GOAL OF THE EXERCISE: The lines from the top of the data down to the line with "box: [352, 76, 377, 141]" should be repeated exactly, both ends included.

(Data entries)
▬▬▬▬▬▬

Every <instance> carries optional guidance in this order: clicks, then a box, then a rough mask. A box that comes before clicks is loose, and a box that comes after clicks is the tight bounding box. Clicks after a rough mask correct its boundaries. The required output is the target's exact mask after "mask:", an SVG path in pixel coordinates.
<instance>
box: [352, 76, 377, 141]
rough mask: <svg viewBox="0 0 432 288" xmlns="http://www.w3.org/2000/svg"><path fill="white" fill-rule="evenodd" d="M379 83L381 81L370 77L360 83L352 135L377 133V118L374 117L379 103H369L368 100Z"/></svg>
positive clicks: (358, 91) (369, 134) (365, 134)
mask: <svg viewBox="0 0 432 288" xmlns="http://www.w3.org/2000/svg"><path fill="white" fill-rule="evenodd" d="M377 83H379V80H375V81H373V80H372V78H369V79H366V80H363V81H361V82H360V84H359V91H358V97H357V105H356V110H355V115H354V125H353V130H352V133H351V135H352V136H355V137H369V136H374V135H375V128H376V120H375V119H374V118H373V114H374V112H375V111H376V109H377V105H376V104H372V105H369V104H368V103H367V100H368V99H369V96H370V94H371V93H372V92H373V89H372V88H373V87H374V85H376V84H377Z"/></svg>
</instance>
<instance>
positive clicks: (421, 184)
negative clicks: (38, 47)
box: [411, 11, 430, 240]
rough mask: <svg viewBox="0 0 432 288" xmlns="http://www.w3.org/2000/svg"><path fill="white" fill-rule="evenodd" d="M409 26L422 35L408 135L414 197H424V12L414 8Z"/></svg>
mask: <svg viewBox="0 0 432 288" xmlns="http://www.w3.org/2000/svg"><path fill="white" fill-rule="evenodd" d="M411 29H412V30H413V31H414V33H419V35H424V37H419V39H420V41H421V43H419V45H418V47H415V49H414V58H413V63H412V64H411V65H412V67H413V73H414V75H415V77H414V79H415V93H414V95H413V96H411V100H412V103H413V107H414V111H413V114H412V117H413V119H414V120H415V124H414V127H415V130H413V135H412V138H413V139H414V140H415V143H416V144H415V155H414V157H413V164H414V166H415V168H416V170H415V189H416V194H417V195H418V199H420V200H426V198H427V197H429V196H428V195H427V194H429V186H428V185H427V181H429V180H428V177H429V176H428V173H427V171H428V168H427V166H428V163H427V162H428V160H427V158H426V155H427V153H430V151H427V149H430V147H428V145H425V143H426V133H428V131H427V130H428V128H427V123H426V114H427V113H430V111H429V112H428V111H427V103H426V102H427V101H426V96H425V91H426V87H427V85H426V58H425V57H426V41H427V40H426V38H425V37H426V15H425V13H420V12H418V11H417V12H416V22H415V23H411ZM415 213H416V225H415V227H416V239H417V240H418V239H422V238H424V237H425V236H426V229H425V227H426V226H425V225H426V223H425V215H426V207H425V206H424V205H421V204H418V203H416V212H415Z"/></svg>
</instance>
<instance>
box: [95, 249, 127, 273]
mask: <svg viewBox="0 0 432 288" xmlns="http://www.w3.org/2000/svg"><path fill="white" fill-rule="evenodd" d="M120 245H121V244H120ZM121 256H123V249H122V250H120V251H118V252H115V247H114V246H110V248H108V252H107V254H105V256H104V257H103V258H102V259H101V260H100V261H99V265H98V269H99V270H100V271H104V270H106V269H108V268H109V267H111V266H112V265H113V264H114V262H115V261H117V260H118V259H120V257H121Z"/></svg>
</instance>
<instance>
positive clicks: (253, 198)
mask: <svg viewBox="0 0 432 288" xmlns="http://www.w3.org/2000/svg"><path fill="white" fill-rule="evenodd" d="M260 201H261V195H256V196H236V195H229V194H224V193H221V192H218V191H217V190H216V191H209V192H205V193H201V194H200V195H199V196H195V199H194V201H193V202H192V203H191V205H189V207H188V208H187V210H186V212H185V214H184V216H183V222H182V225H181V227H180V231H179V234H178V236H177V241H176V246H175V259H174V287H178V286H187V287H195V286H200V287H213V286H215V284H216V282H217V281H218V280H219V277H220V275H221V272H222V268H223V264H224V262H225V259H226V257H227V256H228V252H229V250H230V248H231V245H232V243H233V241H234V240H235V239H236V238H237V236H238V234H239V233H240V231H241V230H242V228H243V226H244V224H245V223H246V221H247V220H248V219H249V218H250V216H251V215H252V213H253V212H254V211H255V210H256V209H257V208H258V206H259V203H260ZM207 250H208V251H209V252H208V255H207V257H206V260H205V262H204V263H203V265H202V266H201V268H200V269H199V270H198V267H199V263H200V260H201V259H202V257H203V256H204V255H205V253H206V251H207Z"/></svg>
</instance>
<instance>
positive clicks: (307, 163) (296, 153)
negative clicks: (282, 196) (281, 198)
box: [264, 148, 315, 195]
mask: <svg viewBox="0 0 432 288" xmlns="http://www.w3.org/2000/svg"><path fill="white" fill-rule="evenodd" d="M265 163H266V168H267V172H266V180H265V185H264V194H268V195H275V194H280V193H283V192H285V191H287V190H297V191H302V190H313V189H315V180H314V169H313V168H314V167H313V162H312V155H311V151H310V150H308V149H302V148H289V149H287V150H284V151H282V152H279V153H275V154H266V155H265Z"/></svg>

▬▬▬▬▬▬

WRITTEN REPLY:
Every <instance> carries optional guidance in this order: clicks, then a box, then a rough mask. A box that comes before clicks is loose, and a box that comes after clicks is the tight bounding box. Clicks after a rough mask correct its boundaries. The required output is the target's exact mask after "mask:", an SVG path in pixel coordinates.
<instance>
box: [352, 76, 377, 141]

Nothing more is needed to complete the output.